**Action item**
Take the lines below between the one holding "Target: car windshield" and the one holding "x=130 y=245", inclusive, and copy them exactly. Add nothing.

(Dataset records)
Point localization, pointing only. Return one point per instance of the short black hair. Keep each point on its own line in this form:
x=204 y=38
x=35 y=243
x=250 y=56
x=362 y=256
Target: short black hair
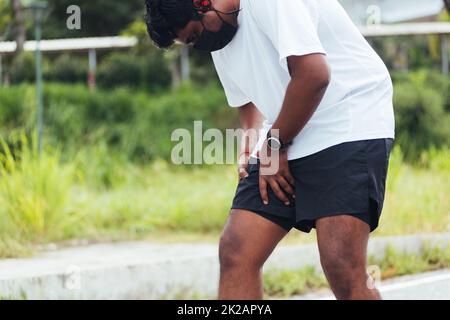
x=164 y=17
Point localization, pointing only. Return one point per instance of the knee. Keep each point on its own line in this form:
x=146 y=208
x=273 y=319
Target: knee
x=229 y=252
x=345 y=275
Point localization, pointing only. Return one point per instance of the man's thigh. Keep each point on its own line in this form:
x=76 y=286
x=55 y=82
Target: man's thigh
x=342 y=242
x=250 y=235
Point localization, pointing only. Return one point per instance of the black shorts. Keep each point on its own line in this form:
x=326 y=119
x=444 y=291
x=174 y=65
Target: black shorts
x=348 y=178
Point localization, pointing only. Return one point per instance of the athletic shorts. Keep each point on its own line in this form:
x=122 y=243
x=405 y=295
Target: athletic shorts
x=345 y=179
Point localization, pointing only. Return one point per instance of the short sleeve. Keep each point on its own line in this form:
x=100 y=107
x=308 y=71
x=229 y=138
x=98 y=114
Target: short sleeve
x=235 y=96
x=291 y=26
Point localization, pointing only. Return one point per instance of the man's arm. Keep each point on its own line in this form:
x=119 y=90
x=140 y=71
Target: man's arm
x=251 y=122
x=310 y=76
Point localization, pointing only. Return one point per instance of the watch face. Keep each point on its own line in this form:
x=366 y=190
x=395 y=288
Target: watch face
x=274 y=143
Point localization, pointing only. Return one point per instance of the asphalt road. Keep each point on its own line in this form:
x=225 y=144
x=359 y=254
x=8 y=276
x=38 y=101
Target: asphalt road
x=426 y=286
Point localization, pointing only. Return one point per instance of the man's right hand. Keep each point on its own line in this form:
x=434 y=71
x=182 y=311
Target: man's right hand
x=243 y=165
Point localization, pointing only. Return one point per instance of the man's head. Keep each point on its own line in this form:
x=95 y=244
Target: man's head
x=198 y=22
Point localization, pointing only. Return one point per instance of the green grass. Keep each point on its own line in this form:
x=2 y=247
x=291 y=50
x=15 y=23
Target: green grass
x=288 y=283
x=99 y=196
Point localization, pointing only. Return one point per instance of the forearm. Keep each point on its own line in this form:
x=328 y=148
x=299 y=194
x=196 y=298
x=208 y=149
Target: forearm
x=251 y=121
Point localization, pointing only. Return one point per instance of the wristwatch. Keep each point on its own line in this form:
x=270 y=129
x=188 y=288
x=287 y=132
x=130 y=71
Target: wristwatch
x=275 y=143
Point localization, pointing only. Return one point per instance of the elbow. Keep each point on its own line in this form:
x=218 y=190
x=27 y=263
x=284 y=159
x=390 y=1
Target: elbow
x=323 y=79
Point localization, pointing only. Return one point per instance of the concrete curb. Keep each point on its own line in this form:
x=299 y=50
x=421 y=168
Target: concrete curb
x=147 y=271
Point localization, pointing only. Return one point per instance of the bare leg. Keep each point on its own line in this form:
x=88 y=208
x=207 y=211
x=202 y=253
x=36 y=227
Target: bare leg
x=247 y=241
x=342 y=244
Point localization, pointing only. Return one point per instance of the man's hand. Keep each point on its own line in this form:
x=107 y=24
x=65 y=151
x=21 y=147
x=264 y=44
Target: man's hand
x=282 y=182
x=243 y=164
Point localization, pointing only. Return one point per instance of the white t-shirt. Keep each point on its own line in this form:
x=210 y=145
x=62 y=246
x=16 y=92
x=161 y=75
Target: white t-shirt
x=253 y=68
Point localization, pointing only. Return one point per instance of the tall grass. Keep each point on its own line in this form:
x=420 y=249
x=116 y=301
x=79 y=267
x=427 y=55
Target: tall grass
x=99 y=194
x=35 y=194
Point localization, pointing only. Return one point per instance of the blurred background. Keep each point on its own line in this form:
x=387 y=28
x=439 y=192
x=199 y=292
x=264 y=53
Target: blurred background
x=86 y=116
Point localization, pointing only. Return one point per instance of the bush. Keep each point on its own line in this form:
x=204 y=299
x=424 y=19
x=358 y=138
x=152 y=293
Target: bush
x=135 y=124
x=422 y=120
x=120 y=69
x=23 y=68
x=67 y=68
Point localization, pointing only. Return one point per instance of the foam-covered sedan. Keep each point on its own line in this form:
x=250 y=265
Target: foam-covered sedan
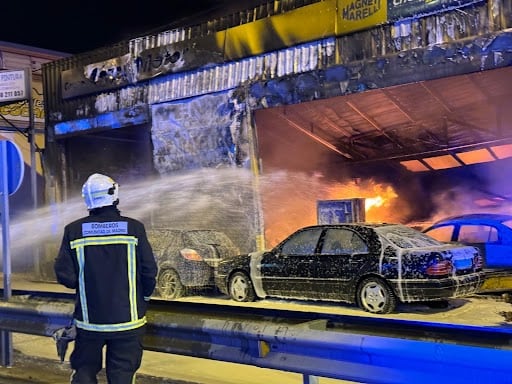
x=375 y=266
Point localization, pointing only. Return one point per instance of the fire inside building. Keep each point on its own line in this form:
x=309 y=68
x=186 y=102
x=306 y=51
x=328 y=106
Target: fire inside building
x=245 y=122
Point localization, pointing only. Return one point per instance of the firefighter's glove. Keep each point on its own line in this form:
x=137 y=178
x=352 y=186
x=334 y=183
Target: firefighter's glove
x=62 y=337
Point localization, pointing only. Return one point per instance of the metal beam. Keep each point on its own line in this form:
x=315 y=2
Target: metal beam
x=311 y=348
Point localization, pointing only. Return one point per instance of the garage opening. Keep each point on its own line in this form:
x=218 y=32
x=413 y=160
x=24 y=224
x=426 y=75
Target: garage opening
x=417 y=152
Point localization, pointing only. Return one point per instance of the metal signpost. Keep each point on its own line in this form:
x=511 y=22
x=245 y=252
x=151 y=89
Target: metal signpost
x=12 y=169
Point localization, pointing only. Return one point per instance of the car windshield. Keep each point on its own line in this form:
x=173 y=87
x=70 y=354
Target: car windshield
x=405 y=237
x=508 y=223
x=210 y=237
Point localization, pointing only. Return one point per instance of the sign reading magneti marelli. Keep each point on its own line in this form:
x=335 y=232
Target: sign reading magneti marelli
x=332 y=18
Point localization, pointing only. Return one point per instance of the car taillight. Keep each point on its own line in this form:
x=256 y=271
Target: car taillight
x=440 y=268
x=478 y=262
x=190 y=254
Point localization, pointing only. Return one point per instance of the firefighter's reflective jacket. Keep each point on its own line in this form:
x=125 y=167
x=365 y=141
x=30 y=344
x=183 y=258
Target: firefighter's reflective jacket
x=107 y=258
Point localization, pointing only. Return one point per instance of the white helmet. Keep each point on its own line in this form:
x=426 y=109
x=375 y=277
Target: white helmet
x=100 y=191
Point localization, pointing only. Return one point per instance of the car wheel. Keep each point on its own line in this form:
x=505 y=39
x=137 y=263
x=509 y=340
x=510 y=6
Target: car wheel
x=240 y=287
x=375 y=296
x=169 y=285
x=439 y=304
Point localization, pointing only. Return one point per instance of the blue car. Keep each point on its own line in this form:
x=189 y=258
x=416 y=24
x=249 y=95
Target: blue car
x=492 y=234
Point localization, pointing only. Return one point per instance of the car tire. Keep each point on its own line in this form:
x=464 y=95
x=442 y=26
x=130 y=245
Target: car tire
x=374 y=295
x=241 y=288
x=438 y=304
x=169 y=285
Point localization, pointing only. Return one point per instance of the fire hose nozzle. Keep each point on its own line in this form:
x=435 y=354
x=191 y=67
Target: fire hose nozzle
x=62 y=337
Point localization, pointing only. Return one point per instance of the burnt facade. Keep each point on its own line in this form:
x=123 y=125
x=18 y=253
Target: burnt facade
x=183 y=100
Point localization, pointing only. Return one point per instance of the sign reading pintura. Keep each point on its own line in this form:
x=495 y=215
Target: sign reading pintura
x=14 y=85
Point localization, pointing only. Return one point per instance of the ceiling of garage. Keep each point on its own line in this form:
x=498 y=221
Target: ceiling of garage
x=436 y=124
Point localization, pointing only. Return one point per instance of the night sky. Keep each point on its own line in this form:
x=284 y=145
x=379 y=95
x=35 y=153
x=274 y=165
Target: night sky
x=78 y=26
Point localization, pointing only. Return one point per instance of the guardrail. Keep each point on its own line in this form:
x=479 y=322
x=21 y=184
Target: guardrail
x=313 y=348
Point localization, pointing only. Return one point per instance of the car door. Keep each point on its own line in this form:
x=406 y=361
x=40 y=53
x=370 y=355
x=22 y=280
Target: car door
x=287 y=270
x=343 y=256
x=486 y=238
x=444 y=233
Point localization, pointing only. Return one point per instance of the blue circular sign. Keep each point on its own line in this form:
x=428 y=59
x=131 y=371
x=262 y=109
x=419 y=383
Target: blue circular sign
x=15 y=166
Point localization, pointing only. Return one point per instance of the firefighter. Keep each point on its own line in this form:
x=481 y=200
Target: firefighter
x=109 y=262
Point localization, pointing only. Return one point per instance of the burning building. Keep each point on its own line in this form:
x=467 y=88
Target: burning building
x=243 y=123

**Response**
Target: car windshield
x=405 y=237
x=508 y=223
x=210 y=237
Point localization, pointing only. Return one point per instance of the sign reading magneti marelli. Keep each point on its own line in this form:
x=335 y=232
Target: sign reading magneti marelli
x=332 y=18
Point localization, pointing only. Return one point per instance of the car taillight. Keep each point on its own line in this form:
x=256 y=271
Target: car taillight
x=440 y=268
x=478 y=262
x=190 y=254
Point localization, pointing only. Return one point per instance of the firefighter's reflective jacket. Keep each point on its own line in this form:
x=125 y=167
x=365 y=141
x=30 y=344
x=183 y=258
Target: firefighter's reflective jacket
x=107 y=258
Point localization, pointing only. Return one point per instance of the white helmet. Keep each point on its own line in this form:
x=426 y=109
x=375 y=277
Target: white helmet
x=100 y=191
Point localization, pointing only. Return one point per instance of the car wheel. Keep each point on its own line in this form:
x=505 y=39
x=137 y=263
x=509 y=340
x=510 y=6
Target: car wheel
x=240 y=287
x=375 y=296
x=169 y=285
x=439 y=304
Point localization, pointing only. Return one point per instance of the blue car. Keep each point on its own line in this form:
x=189 y=258
x=416 y=24
x=249 y=95
Target: blue car
x=492 y=234
Point localization, pointing only. Return one point per instance of the car tire. Keep each point on its own line in this form:
x=464 y=95
x=442 y=26
x=130 y=245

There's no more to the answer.